» **SUPPLIED PASSAGE**:
Step 4: Compare predicted dates of common ancestors

Time trees place the leafs of the tree at the collection date for each collected sample and predicts the dates for internal nodes (representing hypothetical ancestors). We can compare our tree (scaled by time) with Figure 5 from the study (an excerpt seen below):

p2

This figure shows a time-scaled tree (dates are shown on the x-axis) and uses this information to infer the detection lag (difference between the time of the common ancestor to this clade and the first sequenced sample).

To compare this figure to our tree, we can search for the listed lineage (UK5098) and zoom into this clade.

p2

To view sample collection dates you can hover over the particular sample:

p2

Step 4: Questions

  1. How closely related are some of these genomes in UK5098 (try toggling between Time and Divergence for Branch Length)?
  2. Compare the earliest sample you can find in UK5098 to the predicted date of the most recent common ancestor to all of UK5098 (hover over the branch to get the date). How does this compare to the lag time in Figure 5 above (the shaded gray area that’s labeled 6d for 6 days)?

Note: Our data may not look exactly the same as the figure. We used slightly different software and methods from that of the paper.


6. End of lab

You’ve made it to the end of the lab. Awesome job. If you find you have some extra time, you can explore the data in Auspice further and perhaps compare the tree we have generated to the figures from the study (Figure 4 or Figure 5).

» **SOURCE MATERIAL**:
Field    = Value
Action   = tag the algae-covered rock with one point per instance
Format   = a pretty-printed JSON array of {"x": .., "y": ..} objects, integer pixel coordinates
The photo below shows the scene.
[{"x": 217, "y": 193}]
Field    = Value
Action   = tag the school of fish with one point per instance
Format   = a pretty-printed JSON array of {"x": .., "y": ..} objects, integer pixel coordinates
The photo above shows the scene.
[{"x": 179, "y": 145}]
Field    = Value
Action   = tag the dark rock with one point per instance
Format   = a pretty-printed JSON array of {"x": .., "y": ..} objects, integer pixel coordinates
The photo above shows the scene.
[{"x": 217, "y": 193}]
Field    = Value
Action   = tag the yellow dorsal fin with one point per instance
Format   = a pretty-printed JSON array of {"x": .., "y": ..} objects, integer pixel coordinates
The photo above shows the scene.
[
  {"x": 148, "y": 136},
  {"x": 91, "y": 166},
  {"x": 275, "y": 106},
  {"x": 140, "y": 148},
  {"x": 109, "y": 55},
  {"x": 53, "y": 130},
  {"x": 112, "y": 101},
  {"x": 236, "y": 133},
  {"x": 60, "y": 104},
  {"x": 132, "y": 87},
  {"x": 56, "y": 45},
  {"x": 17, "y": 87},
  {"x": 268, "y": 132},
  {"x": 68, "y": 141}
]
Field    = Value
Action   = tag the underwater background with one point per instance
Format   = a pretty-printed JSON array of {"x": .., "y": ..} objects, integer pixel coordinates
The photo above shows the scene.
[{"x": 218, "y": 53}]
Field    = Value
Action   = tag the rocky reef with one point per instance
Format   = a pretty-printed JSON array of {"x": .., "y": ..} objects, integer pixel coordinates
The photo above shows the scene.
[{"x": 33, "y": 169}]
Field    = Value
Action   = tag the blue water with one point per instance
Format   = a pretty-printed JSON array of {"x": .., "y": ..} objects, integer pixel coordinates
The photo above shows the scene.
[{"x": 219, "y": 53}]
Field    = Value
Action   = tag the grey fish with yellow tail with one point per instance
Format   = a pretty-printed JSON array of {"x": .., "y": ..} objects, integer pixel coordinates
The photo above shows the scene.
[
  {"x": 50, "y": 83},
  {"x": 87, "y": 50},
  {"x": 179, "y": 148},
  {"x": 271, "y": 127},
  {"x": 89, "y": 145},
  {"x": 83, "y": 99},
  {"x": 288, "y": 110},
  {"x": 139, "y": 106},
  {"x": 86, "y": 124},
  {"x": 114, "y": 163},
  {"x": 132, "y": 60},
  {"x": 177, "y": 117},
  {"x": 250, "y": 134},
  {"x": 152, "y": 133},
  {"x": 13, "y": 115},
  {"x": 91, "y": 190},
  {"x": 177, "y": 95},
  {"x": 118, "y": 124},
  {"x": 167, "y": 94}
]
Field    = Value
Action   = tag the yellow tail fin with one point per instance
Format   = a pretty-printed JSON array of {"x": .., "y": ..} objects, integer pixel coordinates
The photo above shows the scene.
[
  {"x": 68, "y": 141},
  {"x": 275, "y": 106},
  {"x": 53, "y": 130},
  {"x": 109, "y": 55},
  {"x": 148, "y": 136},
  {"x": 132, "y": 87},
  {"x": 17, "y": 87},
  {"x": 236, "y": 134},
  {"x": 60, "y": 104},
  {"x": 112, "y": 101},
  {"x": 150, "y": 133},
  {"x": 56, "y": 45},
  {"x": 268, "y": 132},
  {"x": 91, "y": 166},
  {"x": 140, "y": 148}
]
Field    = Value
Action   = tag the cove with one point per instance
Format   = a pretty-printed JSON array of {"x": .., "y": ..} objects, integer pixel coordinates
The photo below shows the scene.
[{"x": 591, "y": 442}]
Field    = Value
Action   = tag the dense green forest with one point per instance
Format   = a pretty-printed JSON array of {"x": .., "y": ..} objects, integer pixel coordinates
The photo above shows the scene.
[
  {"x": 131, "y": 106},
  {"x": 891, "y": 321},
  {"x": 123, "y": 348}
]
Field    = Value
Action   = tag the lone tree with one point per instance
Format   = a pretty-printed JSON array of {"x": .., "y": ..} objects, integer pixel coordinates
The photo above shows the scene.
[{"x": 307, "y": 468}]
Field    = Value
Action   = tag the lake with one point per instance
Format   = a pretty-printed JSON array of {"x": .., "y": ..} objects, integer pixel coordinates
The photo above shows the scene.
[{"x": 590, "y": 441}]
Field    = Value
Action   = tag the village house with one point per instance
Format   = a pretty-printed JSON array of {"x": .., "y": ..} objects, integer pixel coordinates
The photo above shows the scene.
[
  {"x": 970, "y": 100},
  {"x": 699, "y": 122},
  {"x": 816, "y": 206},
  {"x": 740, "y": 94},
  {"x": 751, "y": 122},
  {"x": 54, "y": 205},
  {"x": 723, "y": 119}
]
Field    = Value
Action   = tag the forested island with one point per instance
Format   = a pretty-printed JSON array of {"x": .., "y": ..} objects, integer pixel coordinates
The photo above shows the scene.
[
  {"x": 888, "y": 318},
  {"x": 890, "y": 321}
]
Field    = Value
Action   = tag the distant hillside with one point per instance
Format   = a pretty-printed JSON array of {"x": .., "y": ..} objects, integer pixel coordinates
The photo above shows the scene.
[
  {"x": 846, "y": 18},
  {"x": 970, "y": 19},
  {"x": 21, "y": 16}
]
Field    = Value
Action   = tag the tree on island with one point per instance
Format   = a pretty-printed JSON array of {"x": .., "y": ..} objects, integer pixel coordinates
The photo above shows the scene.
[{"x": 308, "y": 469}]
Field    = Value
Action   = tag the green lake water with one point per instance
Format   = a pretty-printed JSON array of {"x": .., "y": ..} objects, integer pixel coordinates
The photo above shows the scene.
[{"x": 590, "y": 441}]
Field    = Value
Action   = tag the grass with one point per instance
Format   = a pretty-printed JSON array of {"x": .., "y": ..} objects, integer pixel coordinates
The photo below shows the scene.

» **WORK ITEM**:
Summarize the lab passage in three sentences. The items are separate material from the lab passage.

» **ANSWER SPACE**:
A time tree places its leaves at each sample's collection date and predicts dates for internal nodes, which represent hypothetical ancestors. Figure 5 from the study uses a time-scaled tree to infer the detection lag, the difference between the time of a clade's common ancestor and the first sequenced sample. That figure can be compared with the generated tree by searching for lineage UK5098 and zooming into its clade, though the results may differ because the software and methods differ slightly from the paper's.